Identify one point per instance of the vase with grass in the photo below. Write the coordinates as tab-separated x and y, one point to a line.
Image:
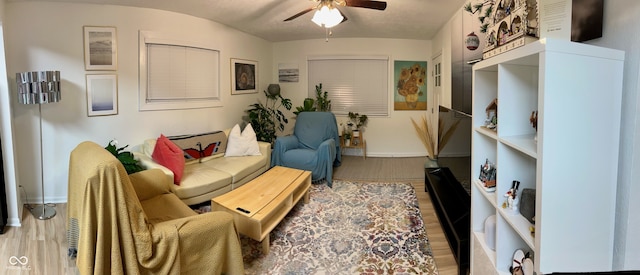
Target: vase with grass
433	142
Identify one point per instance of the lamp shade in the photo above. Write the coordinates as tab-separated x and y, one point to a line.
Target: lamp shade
327	17
38	87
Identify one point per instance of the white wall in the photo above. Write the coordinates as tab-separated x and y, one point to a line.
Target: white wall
621	32
392	136
13	201
51	38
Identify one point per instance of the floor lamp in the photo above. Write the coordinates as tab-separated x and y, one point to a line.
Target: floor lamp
39	88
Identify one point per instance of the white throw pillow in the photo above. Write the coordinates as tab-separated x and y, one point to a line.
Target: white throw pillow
242	144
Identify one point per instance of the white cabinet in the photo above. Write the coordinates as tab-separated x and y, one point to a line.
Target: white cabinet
572	164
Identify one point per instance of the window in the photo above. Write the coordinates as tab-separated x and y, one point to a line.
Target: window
177	75
354	84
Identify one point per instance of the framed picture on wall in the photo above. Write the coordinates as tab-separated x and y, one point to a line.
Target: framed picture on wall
100	48
410	78
102	94
244	76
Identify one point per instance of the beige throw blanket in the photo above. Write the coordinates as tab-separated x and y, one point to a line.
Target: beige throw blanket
116	235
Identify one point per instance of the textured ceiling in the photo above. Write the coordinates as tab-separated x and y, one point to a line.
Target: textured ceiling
404	19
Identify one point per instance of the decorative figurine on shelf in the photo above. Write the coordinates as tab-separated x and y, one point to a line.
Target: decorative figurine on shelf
492	115
533	119
511	203
488	176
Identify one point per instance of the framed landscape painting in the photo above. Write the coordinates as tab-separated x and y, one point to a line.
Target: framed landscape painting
410	78
102	94
100	48
244	76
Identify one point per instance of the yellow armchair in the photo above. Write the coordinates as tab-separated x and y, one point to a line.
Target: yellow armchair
133	224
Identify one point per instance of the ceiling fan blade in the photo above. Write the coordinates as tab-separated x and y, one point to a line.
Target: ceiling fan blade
343	16
299	14
376	5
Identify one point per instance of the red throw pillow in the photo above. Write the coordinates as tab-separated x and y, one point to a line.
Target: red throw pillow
169	155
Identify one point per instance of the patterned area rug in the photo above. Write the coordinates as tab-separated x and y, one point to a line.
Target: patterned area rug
352	228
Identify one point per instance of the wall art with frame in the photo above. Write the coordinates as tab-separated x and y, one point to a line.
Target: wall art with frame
410	78
102	94
100	48
244	76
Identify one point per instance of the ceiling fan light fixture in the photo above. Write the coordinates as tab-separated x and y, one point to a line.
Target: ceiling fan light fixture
327	16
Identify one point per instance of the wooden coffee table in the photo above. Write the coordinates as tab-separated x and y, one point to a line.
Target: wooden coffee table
259	205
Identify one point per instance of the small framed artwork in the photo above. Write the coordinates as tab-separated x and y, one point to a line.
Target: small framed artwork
288	72
102	94
244	76
410	78
100	48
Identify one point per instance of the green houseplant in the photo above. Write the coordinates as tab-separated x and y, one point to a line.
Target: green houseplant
130	164
358	120
267	118
307	106
321	103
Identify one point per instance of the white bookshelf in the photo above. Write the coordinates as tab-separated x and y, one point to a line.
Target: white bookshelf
572	164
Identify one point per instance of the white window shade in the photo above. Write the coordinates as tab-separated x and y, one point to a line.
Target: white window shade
178	75
353	84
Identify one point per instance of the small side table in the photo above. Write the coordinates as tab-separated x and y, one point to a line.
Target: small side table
357	143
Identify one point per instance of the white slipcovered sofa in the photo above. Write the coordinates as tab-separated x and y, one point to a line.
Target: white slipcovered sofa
210	176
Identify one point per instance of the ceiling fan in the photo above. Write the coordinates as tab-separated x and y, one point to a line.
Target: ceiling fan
331	5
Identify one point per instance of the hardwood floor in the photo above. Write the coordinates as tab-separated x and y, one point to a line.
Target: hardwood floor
44	244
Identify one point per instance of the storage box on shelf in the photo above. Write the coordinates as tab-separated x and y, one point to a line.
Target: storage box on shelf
571	160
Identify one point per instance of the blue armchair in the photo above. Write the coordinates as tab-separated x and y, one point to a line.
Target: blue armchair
314	146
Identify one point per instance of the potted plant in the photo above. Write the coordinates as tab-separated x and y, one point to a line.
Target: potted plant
267	118
347	139
321	103
359	121
127	159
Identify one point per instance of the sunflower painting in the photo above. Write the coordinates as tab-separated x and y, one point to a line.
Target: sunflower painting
410	78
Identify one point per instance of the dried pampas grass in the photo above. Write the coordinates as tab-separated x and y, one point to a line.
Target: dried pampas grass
426	135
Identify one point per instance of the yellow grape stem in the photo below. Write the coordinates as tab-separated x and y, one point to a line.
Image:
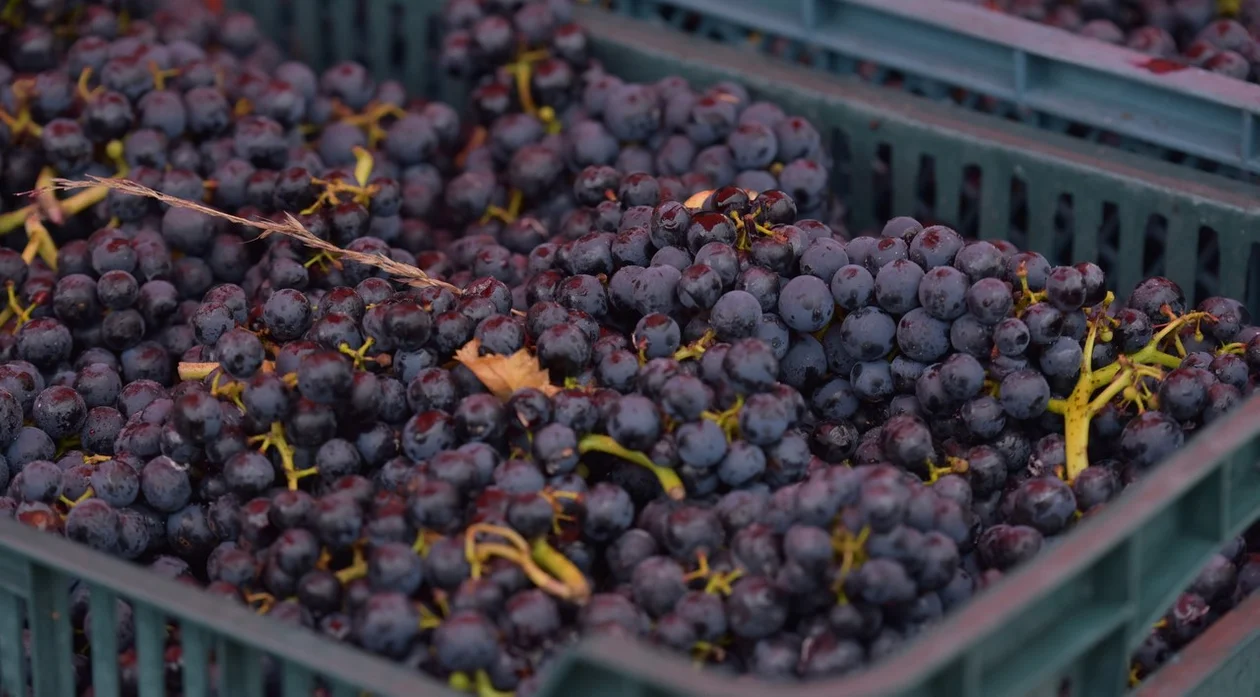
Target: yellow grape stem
539	577
197	371
668	478
558	566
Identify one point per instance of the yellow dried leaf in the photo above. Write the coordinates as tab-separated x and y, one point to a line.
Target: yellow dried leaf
697	201
504	374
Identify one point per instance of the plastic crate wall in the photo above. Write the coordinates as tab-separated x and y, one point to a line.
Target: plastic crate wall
994	63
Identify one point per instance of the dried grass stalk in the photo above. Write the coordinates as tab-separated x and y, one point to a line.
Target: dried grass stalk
289	227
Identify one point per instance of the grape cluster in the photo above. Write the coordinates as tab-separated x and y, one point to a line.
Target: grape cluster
592	358
1217	37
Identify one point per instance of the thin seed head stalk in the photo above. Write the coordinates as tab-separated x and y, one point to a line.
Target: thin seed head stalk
289	226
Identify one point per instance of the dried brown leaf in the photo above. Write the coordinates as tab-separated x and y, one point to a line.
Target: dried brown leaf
504	374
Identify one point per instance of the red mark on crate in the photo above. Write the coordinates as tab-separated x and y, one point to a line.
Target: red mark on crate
1162	66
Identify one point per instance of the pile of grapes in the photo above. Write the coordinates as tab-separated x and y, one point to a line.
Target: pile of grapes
1217	35
463	388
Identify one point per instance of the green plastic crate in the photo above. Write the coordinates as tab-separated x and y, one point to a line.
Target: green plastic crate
997	63
1064	625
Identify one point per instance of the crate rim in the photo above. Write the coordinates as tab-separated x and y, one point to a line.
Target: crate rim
964	124
984	615
188	605
1021	35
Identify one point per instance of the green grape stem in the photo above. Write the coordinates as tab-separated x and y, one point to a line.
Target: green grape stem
668	478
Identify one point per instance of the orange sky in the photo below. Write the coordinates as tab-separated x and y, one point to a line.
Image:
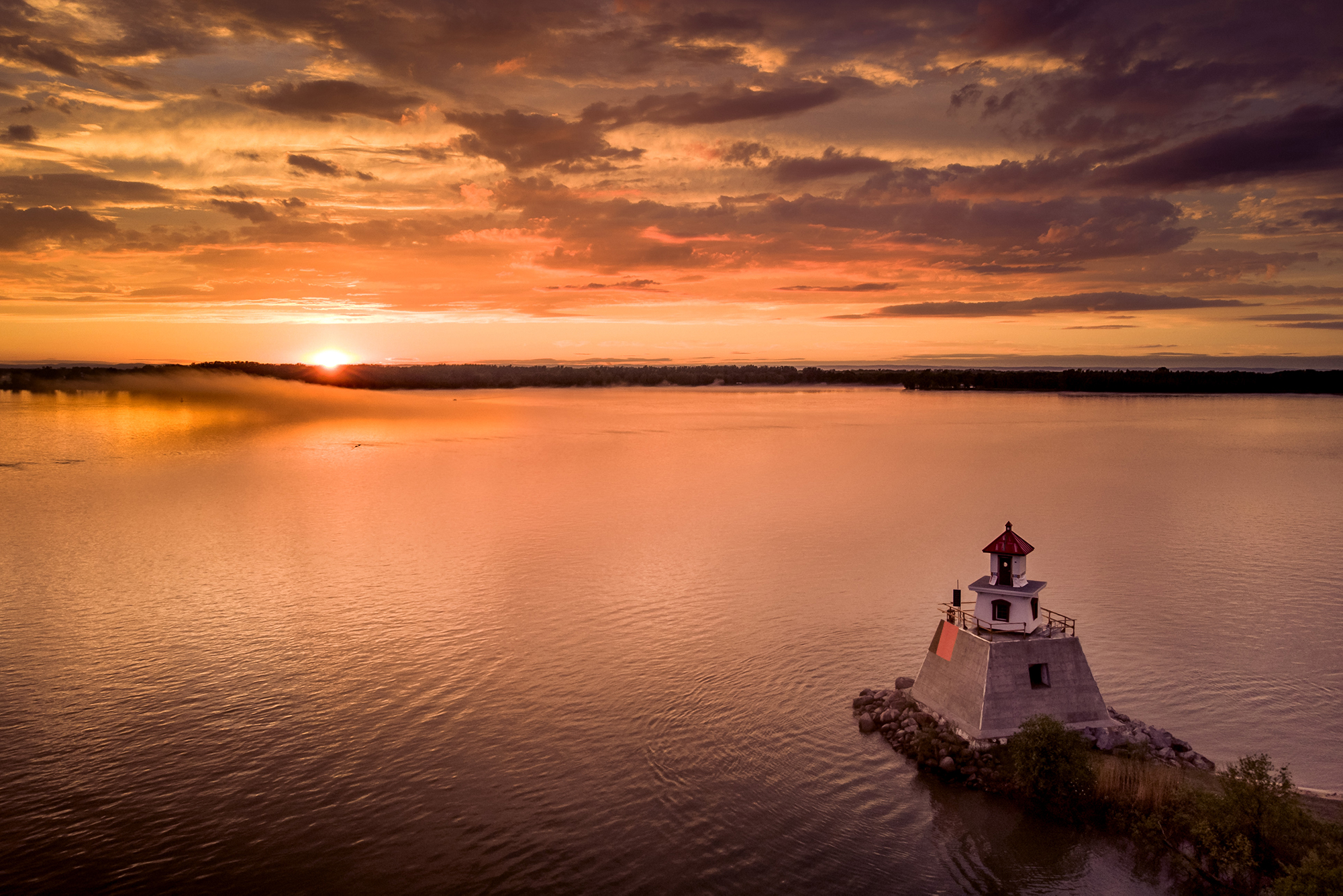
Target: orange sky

◆ ◆ ◆ ◆ ◆

_What is needed:_ Reproduce the records from the line containing "Identify one point per instance of the red mark" through the end of the records, inclusive, with the requests kept and 71 added to every coordinate in the answers. Leave out the pictures.

_Final answer:_
Identify one point per instance of the red mark on crate in the photo above. Write the coordinates as tab-separated x and y, one point to a line.
Target: red mark on crate
1233	137
Identify one point per instance of the pile of grapes in the photo above. Write the coordinates as tab-separated x and y, one point to a line.
Target: pile of grapes
1288	106
534	459
Identify one point per instance of the green plastic crate in the photo above. Write the coordinates as tab-separated x and y, one point to a line.
Target: green plastic crate
1068	134
1135	696
Identify one point per instance of the crate rim in the photo above. Write the coordinates as tab-separated x and y, one point to a line.
Target: crate rim
1035	195
1055	686
259	676
1092	106
Identify one point per instance of the green grape stem in the photo above. Write the coordinates as tab-separated x and y, one point to a line.
Target: green grape stem
739	549
Identify one point per instance of the orange sky in the photo below. Write the coordinates as tab-separated x and y, one point to a line.
Image:
Target: orange sky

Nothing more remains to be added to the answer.